Saturday, April 17, 2010

Get to Know Your Talent

The common understanding of talent limits it to exceptional people who engage in exceptional activities. According to this view, only a very few individuals have talent, and their talent is expressed in only the most rarified of fields and feats. People of talent are professional athletes, entertainers and artists. An opera singer at the Metropolitan Opera in New York City has talent, while the best an educator or administrator can be is good at their job. Talent, Americans are taught and told, isn't something the masses have nor is it really talented to be an exceptional performer in unexceptional occupations.

Even Google, allegedly one of the world's most democratic search engines, mirrors this bias. Type the word "talented" into its search box, and the first ten results range from Susan Boyle and Britain's Got Talent to the National Research Center for the Gifted and Talented. Perform the same search with Microsoft's Bing and the results are different but not different in kind. They include the Talented Mr. Ripley and TalentEd, a site "dedicated to the provision of material about the education of the gifted and talented."

The dictionary, thankfully, takes a more pluralistic view of talent. It defines the word as "the natural endowments of a person" and an endowment as "a natural gift, ability or quality." There is no qualifier limiting talent to extraordinary people or to extraordinary endeavors. The term is not reserved for the infallible and famous or even for the in-your-face and infamous. Quite the contrary, talent is a natural characteristic of the human species and is expressed in the full range of its idiosyncratic interests and occupations.

Data pointing to named objects
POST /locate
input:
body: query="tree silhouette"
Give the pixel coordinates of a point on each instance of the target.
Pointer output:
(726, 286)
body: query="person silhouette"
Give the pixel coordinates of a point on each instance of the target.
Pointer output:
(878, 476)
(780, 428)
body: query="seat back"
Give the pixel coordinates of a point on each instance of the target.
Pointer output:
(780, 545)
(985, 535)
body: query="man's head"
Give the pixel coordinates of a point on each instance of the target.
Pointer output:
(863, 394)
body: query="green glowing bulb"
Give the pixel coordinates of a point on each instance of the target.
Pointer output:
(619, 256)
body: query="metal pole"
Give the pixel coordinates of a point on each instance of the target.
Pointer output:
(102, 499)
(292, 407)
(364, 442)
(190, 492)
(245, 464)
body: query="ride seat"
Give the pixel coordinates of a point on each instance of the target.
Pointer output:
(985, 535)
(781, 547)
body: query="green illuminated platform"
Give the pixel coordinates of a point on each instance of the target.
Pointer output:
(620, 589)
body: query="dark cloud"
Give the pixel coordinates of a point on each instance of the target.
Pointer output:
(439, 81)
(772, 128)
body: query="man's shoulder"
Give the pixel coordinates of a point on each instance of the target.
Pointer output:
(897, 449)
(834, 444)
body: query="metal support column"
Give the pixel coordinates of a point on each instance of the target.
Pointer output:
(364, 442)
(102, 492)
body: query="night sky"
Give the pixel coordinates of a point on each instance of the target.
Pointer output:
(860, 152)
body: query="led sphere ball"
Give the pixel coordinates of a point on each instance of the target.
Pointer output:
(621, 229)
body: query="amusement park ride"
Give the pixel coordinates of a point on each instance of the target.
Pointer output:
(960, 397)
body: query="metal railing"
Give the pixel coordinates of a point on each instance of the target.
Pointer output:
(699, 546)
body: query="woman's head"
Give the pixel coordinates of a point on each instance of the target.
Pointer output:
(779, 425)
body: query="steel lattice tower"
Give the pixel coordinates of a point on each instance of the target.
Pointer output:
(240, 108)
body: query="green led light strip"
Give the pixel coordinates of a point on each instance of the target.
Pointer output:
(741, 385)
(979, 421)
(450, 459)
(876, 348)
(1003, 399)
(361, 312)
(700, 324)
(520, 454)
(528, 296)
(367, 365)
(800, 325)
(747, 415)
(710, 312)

__REQUIREMENT A__:
How does the dictionary define the word "talent," according to the passage on talent?
__REQUIREMENT B__:
Reproduce word for word the stretch of the passage on talent from "The common understanding" through "in unexceptional occupations.".
None of the data above is needed for this work.

__WORKED SOLUTION A__:
As "the natural endowments of a person."

__WORKED SOLUTION B__:
The common understanding of talent limits it to exceptional people who engage in exceptional activities. According to this view, only a very few individuals have talent, and their talent is expressed in only the most rarified of fields and feats. People of talent are professional athletes, entertainers and artists. An opera singer at the Metropolitan Opera in New York City has talent, while the best an educator or administrator can be is good at their job. Talent, Americans are taught and told, isn't something the masses have nor is it really talented to be an exceptional performer in unexceptional occupations.